[Recorded data]
BEGIN
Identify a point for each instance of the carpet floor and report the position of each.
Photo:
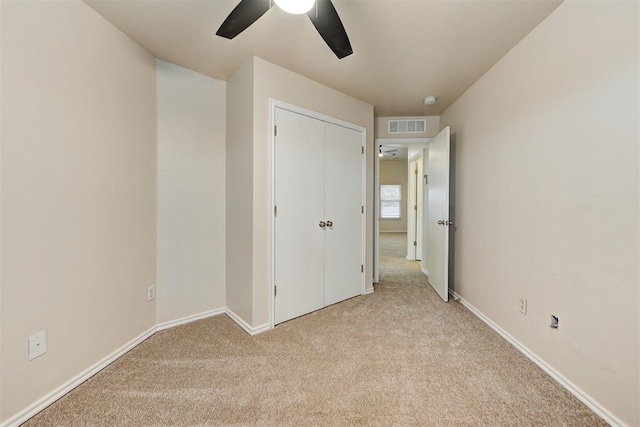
(399, 356)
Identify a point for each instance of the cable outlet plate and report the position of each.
(151, 293)
(523, 305)
(37, 345)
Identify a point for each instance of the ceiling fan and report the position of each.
(323, 16)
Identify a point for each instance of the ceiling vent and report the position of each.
(408, 126)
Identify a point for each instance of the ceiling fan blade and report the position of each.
(245, 13)
(330, 27)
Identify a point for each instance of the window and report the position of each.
(390, 201)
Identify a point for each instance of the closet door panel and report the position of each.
(343, 208)
(299, 198)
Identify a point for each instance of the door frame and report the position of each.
(416, 188)
(273, 105)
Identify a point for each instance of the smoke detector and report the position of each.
(430, 100)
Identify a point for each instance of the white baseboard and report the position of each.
(189, 319)
(572, 388)
(245, 326)
(56, 394)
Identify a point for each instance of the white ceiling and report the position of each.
(404, 50)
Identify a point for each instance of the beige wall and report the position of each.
(248, 175)
(382, 127)
(191, 193)
(78, 193)
(395, 172)
(547, 197)
(239, 190)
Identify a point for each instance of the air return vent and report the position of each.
(408, 126)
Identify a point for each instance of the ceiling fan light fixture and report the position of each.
(295, 7)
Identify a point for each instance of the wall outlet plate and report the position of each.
(151, 293)
(37, 345)
(523, 305)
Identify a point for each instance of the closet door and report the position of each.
(299, 197)
(343, 209)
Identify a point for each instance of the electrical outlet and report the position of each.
(523, 305)
(151, 293)
(37, 345)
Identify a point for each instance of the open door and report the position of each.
(438, 222)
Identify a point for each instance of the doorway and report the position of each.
(400, 163)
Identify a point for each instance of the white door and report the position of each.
(343, 213)
(419, 208)
(299, 200)
(438, 214)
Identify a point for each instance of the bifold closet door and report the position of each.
(299, 198)
(343, 208)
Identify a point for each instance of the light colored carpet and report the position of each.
(397, 357)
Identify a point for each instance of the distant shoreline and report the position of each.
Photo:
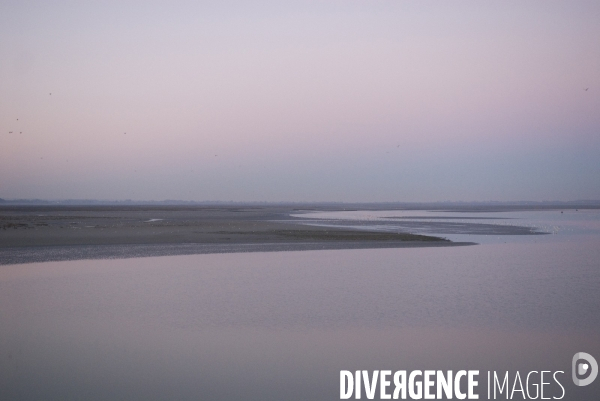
END
Only the lines from the one holding "Identify a point for each instance of the doorway" through the end of the records belong in the answer, copied exactly and without pictures.

Identify a point for each instance of the doorway and report the position of each.
(400, 163)
Identify a point for each instance of the white door and report the position of each.
(343, 213)
(419, 208)
(299, 200)
(438, 214)
Identify a point for each instance of the bifold closet door and report the position of each.
(299, 198)
(343, 208)
Identify a point for each instance of the light colored carpet and report the position of each.
(397, 357)
Identify a point for each instance of the distant shoreline and report the position of each.
Photo:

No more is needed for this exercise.